> Task goal
Your job with the data below: print everything from the line that holds "the man wearing" down to the line that holds "suit and tie.", ends included, exactly, and nothing else.
+++++
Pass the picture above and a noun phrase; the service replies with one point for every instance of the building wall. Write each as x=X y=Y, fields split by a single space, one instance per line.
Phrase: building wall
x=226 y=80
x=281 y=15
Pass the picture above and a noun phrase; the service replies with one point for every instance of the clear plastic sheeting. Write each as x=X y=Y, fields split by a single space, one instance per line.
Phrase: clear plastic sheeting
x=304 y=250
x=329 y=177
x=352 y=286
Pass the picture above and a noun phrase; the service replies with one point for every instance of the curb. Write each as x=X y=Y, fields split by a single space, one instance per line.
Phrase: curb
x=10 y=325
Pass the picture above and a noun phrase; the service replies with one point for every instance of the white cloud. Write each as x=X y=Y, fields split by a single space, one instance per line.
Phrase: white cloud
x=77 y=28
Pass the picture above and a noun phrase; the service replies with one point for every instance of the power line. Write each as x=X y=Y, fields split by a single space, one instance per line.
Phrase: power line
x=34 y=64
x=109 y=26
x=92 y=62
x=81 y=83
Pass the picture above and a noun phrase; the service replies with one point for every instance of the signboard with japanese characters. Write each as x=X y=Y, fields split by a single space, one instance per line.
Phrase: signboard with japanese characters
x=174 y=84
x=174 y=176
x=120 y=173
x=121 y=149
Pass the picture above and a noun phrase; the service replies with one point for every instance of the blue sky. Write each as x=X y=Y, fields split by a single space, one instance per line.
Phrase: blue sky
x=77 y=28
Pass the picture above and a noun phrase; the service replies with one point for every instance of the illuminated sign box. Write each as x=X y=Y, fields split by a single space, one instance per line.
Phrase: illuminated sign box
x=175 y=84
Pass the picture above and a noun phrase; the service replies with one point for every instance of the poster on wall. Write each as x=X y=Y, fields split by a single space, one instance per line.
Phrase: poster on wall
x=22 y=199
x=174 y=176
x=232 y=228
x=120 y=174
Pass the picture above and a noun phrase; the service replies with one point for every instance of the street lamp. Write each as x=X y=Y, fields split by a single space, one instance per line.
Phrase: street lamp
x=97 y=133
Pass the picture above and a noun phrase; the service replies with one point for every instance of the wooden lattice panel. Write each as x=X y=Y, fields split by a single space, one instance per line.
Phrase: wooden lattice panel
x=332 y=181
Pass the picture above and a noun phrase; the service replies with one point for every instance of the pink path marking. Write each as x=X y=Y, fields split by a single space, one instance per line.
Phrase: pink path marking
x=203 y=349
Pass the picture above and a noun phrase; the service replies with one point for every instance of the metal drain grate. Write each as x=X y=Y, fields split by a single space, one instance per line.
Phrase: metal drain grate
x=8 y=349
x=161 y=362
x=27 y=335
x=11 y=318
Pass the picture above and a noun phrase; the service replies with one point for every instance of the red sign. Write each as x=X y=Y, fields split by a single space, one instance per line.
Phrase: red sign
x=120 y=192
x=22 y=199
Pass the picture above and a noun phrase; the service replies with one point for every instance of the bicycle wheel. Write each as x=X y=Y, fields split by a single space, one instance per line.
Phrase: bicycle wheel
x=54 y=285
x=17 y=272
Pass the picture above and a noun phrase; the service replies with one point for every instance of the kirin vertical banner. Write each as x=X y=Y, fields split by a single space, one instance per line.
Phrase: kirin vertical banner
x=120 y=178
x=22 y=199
+++++
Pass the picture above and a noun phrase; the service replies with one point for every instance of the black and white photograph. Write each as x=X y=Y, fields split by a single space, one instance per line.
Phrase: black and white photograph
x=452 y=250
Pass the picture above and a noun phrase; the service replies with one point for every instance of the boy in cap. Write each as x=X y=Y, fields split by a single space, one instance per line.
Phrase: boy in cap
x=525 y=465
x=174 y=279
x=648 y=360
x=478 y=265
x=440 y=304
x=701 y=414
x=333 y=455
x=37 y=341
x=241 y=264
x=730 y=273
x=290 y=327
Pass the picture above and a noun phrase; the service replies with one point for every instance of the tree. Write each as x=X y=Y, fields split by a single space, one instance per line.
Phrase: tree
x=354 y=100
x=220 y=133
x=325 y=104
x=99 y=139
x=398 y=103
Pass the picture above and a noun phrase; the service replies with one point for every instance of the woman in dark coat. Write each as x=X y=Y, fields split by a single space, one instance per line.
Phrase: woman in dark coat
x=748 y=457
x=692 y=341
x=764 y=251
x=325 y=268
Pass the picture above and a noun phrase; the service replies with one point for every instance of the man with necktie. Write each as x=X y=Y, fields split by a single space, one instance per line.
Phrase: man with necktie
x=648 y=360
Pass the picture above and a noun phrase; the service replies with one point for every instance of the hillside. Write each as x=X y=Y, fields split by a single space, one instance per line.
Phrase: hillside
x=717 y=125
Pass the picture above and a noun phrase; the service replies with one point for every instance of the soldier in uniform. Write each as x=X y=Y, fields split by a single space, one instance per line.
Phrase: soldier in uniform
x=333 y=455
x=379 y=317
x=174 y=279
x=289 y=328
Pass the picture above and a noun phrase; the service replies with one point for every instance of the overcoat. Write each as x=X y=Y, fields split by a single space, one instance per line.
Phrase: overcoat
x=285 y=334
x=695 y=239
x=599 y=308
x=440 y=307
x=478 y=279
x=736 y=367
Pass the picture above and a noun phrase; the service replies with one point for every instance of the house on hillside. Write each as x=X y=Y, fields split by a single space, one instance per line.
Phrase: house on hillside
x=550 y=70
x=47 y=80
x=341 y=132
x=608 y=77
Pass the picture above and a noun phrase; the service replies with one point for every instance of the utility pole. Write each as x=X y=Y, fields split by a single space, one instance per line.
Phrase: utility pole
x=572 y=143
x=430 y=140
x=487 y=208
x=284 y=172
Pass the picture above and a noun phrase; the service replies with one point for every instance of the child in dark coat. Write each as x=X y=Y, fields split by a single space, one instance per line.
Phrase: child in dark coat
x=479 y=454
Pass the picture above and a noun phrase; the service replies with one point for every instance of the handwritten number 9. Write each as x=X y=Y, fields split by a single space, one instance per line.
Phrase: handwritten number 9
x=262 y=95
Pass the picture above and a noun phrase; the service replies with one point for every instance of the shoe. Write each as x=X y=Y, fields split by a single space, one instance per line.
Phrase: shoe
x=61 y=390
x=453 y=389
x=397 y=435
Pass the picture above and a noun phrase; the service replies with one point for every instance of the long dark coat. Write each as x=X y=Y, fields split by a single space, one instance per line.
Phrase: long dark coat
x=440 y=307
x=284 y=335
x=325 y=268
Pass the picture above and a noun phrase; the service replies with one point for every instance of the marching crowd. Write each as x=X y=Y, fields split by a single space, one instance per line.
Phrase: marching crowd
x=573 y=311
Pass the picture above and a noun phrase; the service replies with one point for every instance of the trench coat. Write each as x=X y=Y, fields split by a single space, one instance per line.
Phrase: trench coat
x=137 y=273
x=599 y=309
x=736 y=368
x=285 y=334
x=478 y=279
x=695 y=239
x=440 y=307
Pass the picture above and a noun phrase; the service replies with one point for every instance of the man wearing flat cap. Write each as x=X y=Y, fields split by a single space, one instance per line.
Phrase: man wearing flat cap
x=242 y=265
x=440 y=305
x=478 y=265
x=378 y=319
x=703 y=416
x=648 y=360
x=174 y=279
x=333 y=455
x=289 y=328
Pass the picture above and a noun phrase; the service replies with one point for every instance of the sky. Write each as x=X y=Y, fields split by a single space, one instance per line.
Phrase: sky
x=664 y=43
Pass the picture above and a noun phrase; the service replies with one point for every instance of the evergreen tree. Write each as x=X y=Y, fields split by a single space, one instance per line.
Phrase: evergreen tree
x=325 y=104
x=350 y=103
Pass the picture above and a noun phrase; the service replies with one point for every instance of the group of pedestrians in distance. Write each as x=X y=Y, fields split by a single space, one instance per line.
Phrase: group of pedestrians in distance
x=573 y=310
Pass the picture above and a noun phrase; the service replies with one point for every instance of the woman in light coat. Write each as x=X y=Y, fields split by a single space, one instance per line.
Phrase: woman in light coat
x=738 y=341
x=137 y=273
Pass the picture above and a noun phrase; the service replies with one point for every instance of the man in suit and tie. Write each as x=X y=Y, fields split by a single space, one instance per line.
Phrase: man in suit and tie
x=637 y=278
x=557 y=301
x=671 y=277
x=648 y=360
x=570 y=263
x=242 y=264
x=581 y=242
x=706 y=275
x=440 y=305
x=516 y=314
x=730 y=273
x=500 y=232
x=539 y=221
+++++
> Solved problem
Pass the picture above and a noun phrase; the service replies with one point for every instance of the man wearing flat cap. Write each as x=X y=Y, fields split by a single space, one instance per line.
Phrase: man wearing flat cap
x=242 y=265
x=440 y=305
x=478 y=265
x=378 y=319
x=703 y=416
x=648 y=360
x=174 y=279
x=333 y=455
x=289 y=328
Pass the picture above and a noun phrase; the service replies with one point for every instance of the sky. Write each as x=X y=Y, fields split by a single space, one instance per line.
Phrase: sky
x=664 y=43
Pass the picture above and a noun phrase; the service replies with one point for every instance of the evergreen tree. Write each as x=X y=Y, fields split by a single space, one instance per line.
Phrase: evergreen tree
x=325 y=104
x=350 y=103
Pass the picture above and a noun phrase; the service replies with one point for every instance of the group of pedestrians in distance. Write each as x=X y=Y, fields split by a single space, one instance per line.
Phrase: group of pedestrians in distance
x=573 y=310
Pass the picture above and a noun phrase; the service replies with one point for every instance of the woman in light coat. Write each as x=X y=Y, fields split by a single space, one instance per line.
Phrase: woman in light coat
x=738 y=341
x=137 y=273
Pass the picture above and a noun phrase; the service replies with one point for every instance of the man in suit and tie. Write each as x=X y=Y, fields split by a single space, one instance per line.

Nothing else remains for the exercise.